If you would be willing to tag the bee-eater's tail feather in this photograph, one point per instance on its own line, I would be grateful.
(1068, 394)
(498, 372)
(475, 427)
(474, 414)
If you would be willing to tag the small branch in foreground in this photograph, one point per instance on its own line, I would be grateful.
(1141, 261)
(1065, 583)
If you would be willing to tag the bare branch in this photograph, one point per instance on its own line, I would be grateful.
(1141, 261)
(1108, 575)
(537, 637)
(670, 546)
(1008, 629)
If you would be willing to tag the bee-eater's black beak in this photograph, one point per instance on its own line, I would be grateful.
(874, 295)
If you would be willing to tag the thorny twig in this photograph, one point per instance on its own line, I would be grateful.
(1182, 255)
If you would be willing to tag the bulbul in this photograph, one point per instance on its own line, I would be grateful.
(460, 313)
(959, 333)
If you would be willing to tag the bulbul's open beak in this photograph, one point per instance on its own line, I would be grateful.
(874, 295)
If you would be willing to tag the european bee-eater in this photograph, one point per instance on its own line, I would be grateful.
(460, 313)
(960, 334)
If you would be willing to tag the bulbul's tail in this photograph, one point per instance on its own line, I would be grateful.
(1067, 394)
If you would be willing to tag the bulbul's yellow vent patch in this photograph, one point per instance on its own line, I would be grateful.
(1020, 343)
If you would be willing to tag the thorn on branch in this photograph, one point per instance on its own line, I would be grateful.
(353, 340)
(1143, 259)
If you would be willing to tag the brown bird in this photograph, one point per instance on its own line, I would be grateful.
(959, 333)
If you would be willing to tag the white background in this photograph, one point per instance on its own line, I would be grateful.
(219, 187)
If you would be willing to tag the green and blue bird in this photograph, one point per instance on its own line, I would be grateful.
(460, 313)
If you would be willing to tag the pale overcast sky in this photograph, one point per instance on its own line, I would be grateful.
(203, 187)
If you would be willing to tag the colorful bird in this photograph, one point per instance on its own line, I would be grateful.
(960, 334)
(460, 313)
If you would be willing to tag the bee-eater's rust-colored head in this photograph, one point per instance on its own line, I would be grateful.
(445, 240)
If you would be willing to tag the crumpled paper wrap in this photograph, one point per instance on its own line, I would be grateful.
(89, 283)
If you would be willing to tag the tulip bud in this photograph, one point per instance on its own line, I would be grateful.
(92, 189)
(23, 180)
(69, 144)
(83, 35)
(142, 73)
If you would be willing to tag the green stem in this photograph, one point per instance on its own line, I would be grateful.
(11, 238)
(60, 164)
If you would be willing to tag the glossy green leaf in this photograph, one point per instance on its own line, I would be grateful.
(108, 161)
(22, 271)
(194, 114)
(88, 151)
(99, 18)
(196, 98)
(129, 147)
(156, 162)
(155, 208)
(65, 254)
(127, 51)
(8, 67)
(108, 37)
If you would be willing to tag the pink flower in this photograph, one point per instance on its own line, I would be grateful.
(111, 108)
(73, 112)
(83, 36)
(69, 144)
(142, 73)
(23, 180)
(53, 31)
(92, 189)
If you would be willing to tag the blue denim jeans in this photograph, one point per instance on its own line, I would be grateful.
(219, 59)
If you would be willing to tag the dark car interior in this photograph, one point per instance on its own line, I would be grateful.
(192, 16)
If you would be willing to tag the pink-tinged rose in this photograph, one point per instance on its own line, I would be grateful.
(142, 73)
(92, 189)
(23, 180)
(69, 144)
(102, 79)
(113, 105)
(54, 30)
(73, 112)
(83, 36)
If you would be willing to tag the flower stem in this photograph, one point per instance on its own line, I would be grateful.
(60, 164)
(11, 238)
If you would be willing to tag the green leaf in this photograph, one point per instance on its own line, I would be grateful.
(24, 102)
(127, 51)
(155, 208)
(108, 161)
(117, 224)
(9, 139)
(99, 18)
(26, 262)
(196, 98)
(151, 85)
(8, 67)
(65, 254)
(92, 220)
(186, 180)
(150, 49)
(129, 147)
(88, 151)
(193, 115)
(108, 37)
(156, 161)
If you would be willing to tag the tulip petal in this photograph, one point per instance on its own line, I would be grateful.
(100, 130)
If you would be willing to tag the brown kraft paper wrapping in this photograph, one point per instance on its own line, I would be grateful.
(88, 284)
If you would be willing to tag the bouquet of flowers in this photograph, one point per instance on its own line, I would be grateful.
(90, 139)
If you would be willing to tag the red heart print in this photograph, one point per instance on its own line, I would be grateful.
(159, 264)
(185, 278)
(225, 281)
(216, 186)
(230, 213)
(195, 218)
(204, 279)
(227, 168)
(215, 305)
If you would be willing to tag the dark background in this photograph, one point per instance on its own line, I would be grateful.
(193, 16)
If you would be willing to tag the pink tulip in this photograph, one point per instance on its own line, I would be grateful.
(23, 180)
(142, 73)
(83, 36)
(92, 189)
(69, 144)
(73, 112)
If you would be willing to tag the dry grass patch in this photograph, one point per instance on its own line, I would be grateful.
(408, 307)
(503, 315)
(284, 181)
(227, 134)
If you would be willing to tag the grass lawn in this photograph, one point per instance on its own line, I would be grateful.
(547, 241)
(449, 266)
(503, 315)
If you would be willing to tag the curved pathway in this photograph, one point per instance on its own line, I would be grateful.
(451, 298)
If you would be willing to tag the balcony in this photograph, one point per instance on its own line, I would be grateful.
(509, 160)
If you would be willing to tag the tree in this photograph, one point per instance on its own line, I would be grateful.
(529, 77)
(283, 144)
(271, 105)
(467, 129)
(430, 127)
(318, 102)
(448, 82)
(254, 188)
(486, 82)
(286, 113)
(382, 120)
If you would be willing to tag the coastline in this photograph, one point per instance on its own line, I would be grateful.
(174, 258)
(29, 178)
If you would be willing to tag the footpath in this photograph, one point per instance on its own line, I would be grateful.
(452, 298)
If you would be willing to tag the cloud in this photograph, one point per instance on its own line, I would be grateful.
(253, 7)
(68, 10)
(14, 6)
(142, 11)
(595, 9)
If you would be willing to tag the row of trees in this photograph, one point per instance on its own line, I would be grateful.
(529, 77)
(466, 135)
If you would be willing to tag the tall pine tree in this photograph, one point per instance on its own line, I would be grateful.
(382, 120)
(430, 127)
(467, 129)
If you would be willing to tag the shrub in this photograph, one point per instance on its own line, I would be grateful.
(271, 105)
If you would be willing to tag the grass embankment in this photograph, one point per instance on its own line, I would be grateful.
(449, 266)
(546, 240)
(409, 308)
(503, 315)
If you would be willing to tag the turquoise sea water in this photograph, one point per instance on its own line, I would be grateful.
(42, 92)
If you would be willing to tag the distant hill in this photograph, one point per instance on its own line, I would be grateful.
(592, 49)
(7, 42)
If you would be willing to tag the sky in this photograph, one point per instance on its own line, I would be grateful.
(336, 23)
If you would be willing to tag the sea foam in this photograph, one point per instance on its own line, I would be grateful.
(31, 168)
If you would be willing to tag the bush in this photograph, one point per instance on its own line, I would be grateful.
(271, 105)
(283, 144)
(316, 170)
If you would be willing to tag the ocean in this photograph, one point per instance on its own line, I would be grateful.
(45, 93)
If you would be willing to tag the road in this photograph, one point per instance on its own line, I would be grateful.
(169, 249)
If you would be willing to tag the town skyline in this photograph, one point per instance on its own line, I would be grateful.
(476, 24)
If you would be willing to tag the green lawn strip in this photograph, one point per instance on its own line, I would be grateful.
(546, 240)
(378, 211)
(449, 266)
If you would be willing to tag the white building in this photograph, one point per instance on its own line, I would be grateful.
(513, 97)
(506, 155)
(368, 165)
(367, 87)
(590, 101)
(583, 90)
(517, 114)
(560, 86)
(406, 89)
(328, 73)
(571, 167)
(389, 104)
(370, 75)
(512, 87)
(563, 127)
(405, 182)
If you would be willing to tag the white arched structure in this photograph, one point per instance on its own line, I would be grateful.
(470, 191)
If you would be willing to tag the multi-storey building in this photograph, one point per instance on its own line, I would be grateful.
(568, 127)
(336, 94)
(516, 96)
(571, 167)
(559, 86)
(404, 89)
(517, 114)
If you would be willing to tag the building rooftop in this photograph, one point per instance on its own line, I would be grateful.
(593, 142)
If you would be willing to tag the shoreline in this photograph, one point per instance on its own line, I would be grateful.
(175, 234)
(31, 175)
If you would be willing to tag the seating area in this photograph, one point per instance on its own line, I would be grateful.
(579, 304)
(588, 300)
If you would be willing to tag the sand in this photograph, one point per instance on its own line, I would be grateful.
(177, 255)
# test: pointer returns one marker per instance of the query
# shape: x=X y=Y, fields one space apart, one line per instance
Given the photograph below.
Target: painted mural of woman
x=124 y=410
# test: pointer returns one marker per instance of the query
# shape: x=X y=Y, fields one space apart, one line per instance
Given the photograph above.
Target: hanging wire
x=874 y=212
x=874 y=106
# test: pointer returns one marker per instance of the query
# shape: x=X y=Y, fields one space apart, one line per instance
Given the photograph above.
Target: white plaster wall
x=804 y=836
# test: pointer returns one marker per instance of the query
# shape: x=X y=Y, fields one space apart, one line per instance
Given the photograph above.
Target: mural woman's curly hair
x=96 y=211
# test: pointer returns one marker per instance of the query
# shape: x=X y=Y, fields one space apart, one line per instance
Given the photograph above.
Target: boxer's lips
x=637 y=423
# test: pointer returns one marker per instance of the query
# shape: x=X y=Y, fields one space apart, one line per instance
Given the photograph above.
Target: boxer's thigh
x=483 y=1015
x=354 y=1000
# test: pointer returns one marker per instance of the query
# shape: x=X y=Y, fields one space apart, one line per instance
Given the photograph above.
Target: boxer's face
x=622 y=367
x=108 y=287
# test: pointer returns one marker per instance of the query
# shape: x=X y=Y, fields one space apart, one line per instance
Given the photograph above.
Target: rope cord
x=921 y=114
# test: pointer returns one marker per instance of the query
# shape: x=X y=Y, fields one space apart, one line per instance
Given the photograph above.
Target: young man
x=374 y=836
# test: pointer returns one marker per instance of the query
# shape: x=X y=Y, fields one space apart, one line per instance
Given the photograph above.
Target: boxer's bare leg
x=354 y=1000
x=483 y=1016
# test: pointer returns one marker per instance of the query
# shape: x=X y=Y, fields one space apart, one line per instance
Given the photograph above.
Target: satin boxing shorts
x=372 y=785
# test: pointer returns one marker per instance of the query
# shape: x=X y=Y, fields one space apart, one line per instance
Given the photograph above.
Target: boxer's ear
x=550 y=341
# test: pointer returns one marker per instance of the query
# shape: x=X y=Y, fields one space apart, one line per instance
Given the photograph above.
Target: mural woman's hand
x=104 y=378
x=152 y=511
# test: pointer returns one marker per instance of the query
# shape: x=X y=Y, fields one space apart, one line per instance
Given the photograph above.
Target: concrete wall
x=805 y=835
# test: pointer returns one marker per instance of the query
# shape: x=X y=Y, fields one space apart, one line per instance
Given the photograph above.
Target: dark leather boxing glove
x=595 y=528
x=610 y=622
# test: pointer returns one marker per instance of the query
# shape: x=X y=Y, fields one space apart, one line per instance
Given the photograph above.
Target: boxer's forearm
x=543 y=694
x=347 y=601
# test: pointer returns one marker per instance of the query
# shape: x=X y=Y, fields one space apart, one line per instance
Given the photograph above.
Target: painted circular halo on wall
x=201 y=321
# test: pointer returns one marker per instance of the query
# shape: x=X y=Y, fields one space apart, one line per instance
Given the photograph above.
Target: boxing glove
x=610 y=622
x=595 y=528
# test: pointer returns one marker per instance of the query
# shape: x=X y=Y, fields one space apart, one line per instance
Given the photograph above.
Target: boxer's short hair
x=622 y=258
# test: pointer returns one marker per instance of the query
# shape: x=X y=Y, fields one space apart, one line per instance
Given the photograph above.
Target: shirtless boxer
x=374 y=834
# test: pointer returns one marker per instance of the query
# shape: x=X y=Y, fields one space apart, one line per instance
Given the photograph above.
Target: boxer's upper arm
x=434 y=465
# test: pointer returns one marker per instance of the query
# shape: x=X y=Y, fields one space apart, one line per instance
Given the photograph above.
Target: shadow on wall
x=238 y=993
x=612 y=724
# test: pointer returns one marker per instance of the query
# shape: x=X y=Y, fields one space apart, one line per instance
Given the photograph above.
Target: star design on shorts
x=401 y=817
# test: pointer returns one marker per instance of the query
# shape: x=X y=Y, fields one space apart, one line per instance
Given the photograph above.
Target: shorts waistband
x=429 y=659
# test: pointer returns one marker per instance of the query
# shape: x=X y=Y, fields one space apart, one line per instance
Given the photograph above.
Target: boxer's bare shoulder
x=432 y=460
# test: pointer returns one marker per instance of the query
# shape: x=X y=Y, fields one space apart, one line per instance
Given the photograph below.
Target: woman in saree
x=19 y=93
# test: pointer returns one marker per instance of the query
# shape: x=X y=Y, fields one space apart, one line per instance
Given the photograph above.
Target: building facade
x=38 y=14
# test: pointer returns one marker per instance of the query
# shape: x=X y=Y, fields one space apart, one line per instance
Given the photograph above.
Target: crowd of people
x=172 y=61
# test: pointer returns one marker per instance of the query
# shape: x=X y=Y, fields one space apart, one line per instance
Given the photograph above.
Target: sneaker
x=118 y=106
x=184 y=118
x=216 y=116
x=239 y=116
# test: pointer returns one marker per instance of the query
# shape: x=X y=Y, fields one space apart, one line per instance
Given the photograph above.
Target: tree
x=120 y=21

━━━━━━

Return the records verbatim, starting at their first line and ending with the line that contains "(1067, 394)", with both of those lines included.

• _Solution to this task_:
If you would be willing to tag the bee-eater's tail feather in this photograph, one point per instance on its own line, I would be grateful.
(1068, 394)
(498, 372)
(475, 427)
(474, 414)
If you would be willing to tag the small branch in foreground in this photograph, one point per instance on its own line, I would be grateful.
(1141, 261)
(1065, 583)
If you would be willing to tag the bare branch in this photograph, one point per instance on its own line, I would be grateful.
(1141, 261)
(1108, 575)
(537, 637)
(670, 546)
(1008, 629)
If you would be willing to tag the bee-eater's black beak in this photograph, one point per instance on its own line, I would be grateful.
(874, 295)
If you would be willing to tag the thorny twig in this photograph, one point per instance on its own line, I would be grateful.
(1182, 255)
If you would be willing to tag the bulbul in this photograph, one point per instance on its own line, I would be grateful.
(460, 313)
(959, 333)
If you would be willing to tag the bulbul's open beak in this photograph, one point per instance on its own line, I would be grateful.
(874, 295)
If you would be willing to tag the european bee-eater in this photograph, one point per instance on its own line, I would be grateful.
(460, 313)
(960, 334)
If you would be willing to tag the bulbul's tail in this photograph, one point per instance on its own line, I would be grateful.
(1067, 394)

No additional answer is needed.